The task: Copy the data below word for word, keeping every line in the same order and unchanged.

Available data:
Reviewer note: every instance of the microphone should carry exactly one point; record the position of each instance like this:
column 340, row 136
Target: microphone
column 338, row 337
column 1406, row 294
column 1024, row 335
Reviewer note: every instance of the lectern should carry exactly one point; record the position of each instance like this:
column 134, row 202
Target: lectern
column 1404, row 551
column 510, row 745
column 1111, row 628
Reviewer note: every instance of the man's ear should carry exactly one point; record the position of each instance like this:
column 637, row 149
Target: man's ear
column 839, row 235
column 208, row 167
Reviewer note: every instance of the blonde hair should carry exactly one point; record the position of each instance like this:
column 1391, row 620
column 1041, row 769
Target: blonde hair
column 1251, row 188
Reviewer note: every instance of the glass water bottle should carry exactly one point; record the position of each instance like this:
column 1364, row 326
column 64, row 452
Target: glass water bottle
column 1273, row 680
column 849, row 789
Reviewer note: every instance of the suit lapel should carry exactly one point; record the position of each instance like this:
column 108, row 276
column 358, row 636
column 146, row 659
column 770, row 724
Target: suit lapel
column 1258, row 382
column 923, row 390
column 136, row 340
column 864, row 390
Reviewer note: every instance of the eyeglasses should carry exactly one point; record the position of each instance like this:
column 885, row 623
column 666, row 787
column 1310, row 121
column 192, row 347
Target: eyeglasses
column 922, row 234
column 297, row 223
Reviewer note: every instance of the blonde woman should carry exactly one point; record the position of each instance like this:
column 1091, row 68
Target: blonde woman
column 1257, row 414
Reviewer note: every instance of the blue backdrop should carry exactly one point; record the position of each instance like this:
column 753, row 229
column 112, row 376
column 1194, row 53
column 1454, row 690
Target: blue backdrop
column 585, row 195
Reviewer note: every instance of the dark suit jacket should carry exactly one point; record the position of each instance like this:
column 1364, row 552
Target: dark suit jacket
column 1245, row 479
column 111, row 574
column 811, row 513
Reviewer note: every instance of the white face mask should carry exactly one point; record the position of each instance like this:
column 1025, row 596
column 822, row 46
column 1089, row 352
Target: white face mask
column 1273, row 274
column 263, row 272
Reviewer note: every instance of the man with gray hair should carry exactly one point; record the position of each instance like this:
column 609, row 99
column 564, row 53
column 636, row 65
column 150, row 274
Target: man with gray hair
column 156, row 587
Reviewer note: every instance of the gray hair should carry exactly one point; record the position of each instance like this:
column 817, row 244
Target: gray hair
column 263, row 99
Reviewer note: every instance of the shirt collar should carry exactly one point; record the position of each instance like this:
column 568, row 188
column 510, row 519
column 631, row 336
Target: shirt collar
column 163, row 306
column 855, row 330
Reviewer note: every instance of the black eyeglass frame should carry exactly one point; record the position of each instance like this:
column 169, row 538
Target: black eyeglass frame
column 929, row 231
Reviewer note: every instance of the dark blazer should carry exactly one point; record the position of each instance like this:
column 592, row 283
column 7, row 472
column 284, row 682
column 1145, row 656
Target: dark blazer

Solution for this problem:
Reviewer note: every instance of the microphone should carry exactly one point; record the position of each instance like this:
column 340, row 136
Target: microphone
column 338, row 337
column 1406, row 294
column 1024, row 335
Reviewer note: every instance of the lectern should carry exactly one point; record the position of each instance like this:
column 134, row 202
Target: lectern
column 1404, row 551
column 510, row 745
column 1111, row 628
Reviewer note: every instance of the man's ear should carry exactly one point; record the position of each instance like this:
column 637, row 149
Target: man's ear
column 839, row 235
column 208, row 167
Reviewer note: every instance of the blonde hair should carry exactly one point; record the position of each instance like this:
column 1391, row 620
column 1041, row 769
Target: blonde hair
column 1251, row 188
Reviewer note: every instance of the glass water bottle should carry exactly one point; record the position of each instance like this:
column 1364, row 326
column 64, row 452
Target: glass water bottle
column 1273, row 680
column 849, row 789
Reviewer note: every instance of the suit lapel should carry exactly one point; record the position of each instance like this:
column 108, row 276
column 358, row 636
column 146, row 659
column 770, row 724
Target: suit lapel
column 1258, row 382
column 923, row 390
column 136, row 340
column 864, row 390
Reviewer note: every instance of the eyeglasses should carry exactly one point; record the position of each instance like this:
column 885, row 623
column 666, row 787
column 1310, row 121
column 192, row 347
Target: eyeglasses
column 922, row 234
column 297, row 223
Reviewer note: every instance of the blonde woman should carry exactly one point; record the position of each instance like this:
column 1091, row 68
Target: blonde woman
column 1257, row 414
Reviewer note: every instance of the blue backdrop should carry exactly one point; record the position of each instance like this:
column 753, row 229
column 112, row 376
column 1194, row 53
column 1454, row 690
Target: blue backdrop
column 585, row 195
Reviewer note: every instance of the dark suit jacket should carry exactly one point; record the position of each instance like this:
column 1364, row 552
Target: dark suit jacket
column 1245, row 479
column 111, row 574
column 811, row 513
Reviewer note: every instance of the white face mask should carry exactly one point; record the position of each instance like this:
column 1025, row 596
column 822, row 46
column 1089, row 352
Target: white face mask
column 1273, row 274
column 263, row 272
Reviewer note: every instance of the man with gray hair should carry exactly one point; record the position of each instance like this:
column 609, row 99
column 564, row 53
column 636, row 65
column 150, row 274
Target: man with gray hair
column 156, row 587
Reviewer note: every instance of the gray hair should carry exactly one point; record the position of each instance like this:
column 817, row 244
Target: gray hair
column 263, row 99
Reviewer note: every instance of the shirt collar should carry exactly one point; record the position of each instance like this:
column 568, row 188
column 510, row 519
column 631, row 336
Target: shirt collar
column 163, row 306
column 855, row 330
Reviewer note: every instance of the black eyeglass frame should carry exactly one point; record the position of each instance like this:
column 169, row 538
Target: black eyeglass frame
column 929, row 231
Reviewer note: every instance of the dark blazer should carry exactly one point; record the position of each instance like this:
column 592, row 283
column 7, row 472
column 284, row 682
column 1145, row 656
Target: dark blazer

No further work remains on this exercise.